TASK TO CARRY OUT:
Rewrite the entries below, switching every "in this photo" to "in this image" and changing nothing else. Omit the pictures from your answer.

# # # #

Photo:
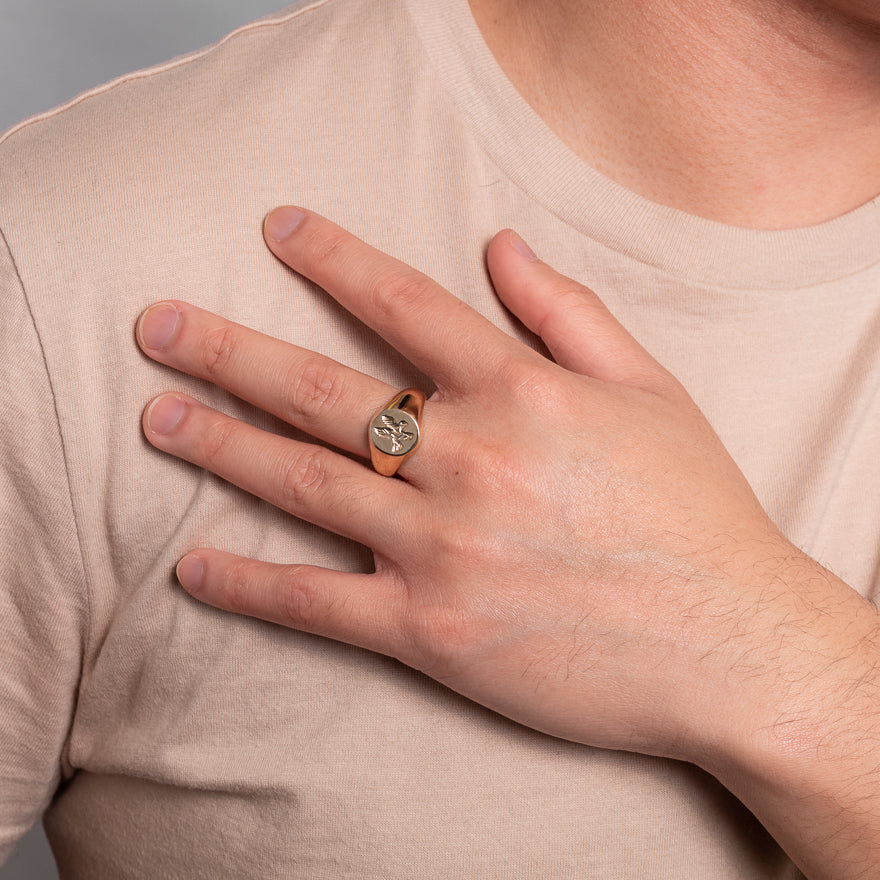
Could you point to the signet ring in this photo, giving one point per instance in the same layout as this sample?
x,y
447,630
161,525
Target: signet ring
x,y
395,432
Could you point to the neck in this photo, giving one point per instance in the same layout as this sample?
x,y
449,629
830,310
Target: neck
x,y
760,113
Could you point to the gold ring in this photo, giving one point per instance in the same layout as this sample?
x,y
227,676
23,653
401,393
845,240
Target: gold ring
x,y
395,432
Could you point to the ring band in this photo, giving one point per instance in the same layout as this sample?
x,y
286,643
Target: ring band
x,y
395,432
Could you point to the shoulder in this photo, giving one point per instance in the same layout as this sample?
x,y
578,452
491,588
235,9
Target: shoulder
x,y
252,70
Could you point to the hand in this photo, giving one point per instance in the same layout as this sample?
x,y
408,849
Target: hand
x,y
571,545
567,546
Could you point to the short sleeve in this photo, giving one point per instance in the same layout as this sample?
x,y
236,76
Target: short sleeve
x,y
43,598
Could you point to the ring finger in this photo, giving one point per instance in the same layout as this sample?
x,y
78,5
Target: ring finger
x,y
314,393
311,482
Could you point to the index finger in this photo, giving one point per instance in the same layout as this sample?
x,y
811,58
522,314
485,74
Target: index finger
x,y
441,335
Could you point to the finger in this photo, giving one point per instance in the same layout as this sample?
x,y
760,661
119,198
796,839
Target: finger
x,y
582,335
436,331
355,608
305,389
309,481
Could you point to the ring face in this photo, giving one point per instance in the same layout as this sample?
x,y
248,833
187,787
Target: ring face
x,y
394,431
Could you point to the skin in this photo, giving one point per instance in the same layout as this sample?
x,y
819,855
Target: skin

# # # #

SOLUTION TO THIS PROBLEM:
Photo:
Could you point to the signet ring in this image, giving one point per instance in the same layout as this sample?
x,y
447,630
161,525
Target: signet ring
x,y
395,432
Could you point to the neck in this image, giving one point per instance in the same layout as this sample?
x,y
449,629
830,310
Target: neck
x,y
760,113
Could you point to the gold ring in this image, giving one point per instance in the same layout as this sample?
x,y
227,676
23,653
401,393
845,240
Target: gold ring
x,y
395,432
Could you point to the ring band in this image, giving one point per instance in the same layout as this sample?
x,y
286,643
Target: ring band
x,y
395,432
Could you point to the shoulder in this image, giving one point per instance in the same layout as this sample?
x,y
578,452
491,588
235,9
Target: shoulder
x,y
252,70
Could you point to the hand in this image, giving one point per instance in the same layout as this sample?
x,y
408,849
Target: hand
x,y
571,545
567,546
Could you point to the short sleeve in this image, giving one point per instance in the same layout as this sample?
x,y
236,76
Target: short sleeve
x,y
43,598
Could you point to the ring finger in this image, giving one point per instance in the same layout as this sample?
x,y
78,5
Target: ring finger
x,y
314,393
311,482
Could you point to the index finger in this image, giving one point per instance in the same layout as this sample?
x,y
811,58
522,314
485,74
Target: index finger
x,y
441,335
Could you point to the finger in this image, giving one point per instance in the same layout as this sample?
x,y
760,661
119,198
796,839
Target: finger
x,y
582,335
436,331
355,608
305,389
309,481
Could you point to the ring face in this image, giving one point per instance in the same layout as this sample?
x,y
248,833
187,787
Target: ring face
x,y
394,431
Could you point to the skin in this image, giving one point per instance in the same layout as this sample?
x,y
819,855
Target: skin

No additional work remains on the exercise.